--- Exercise instructions ---
(1) In two sentences, summarize the forum post on speaker adaptive training in Sphinx.
(2) Pick up the forum post on speaker adaptive training in Sphinx after its last line and write what comes next.

## start Text to read

CMU Sphinx / Forums / Speech Recognition Theory: SAT: SphinxTrain/scripts_pl/60.sa

Tarun Pruthi - 2009-08-04

Hi:

I have been using Sphinx to make a large vocabulary recognizer for our custom application. It has been working pretty well, but we were having a lot of variation in accuracy across speakers, especially non-native speakers. So, we decided to improve our models by using Speaker Adaptive Training. Given that in the revision of SphinxTrain I had with me, there was a set of scripts called 60.sa_train for speaker adaptive training, I assumed that it shouldn't be too difficult. However, after I ran SAT using 60.sa_train scripts, I actually observed a ~1.2% absolute reduction in accuracy on the test set (clean+noisy files on 35 speakers).

After I ran an SVN UPDATE, I observed that 60.sa_train directory was removed in r8525. Is there a good reason for that? Was there a problem with speaker adaptive training? I also observed that a set of scripts for vtln_align were added in r8604. Does vtln_align work better than SAT?

I would appreciate any help!

## end Text to read
## start Provided data

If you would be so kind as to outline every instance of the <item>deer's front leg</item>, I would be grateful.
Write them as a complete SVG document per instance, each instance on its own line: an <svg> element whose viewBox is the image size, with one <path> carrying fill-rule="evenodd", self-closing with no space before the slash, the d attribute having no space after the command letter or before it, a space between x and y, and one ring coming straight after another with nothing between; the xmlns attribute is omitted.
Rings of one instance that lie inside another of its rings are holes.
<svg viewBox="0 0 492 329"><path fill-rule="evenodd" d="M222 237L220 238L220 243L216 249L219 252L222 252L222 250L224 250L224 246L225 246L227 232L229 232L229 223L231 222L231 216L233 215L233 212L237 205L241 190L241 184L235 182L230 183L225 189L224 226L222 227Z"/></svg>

## end Provided data

--- Answers for this exercise ---
(1) A Sphinx user building a large vocabulary recognizer tried Speaker Adaptive Training with the 60.sa_train scripts to reduce accuracy variation across speakers, especially non-native ones, but saw about a 1.2% absolute drop in accuracy on a test set of clean and noisy files from 35 speakers. After an SVN update showed that the 60.sa_train directory was removed in r8525 and vtln_align scripts were added in r8604, the user asks why the directory was removed, whether SAT had a problem, and whether vtln_align works better than SAT.

(2)
Thanks
Tarun Pruthi

If you would like to refer to this comment somewhere else in this project, copy and paste the following link:
- Nickolay V. Shmyrev - 2009-08-04
  
  > I actually observed a ~1.2% absolute reduction in accuracy on the test set
  
  To debug this issue it's worth to find out the improvement on adaptation database set. If it increases then there is overtraining.
  
  > Is there a good reason for that?
  
  The way to adapt models in 60.sa_train was quite complicated and was overdoing the work for adaptation. The replacement is 80.mllr_adapt that does almost the same in a less complicated way.
  
  > I also observed that a set of scripts for vtln_align were added in r8604. Does vtln_align
  work better than SAT?
  
  Vtln_align is used to estimate frequence warp factor for further training of the VTLN model It's used if you'll enable VTLN, it's completely different type of online (while MLLR is it's present form is offline) adaptation.
  
  If you would like to refer to this comment somewhere else in this project, copy and paste the following link:
- Tarun Pruthi - 2009-08-05
  
  > The way to adapt models in 60.sa_train was quite complicated and was overdoing the work for adaptation.
  By "overdoing the work for adaptation" do you mean that you have also seen the test results go down with 60.sa_train? Further, do you know if the procedure for SAT, as coded in 60.sa_train, was accurate? On comparing the scripts in 60.sa_train with the Inverse transform procedure described in "Practical implementatins of speaker-adaptive training by Spyros Matsoukas, Rich Schwartz, Hubert Jin and Long Nguyen" I feel there are some errors in the scripts and in the inverse transform code. Do you know if the procedure described in this paper is the one that was followed in the scripts?
  
  > The replacement is 80.mllr_adapt that does almost the same in a less complicated way.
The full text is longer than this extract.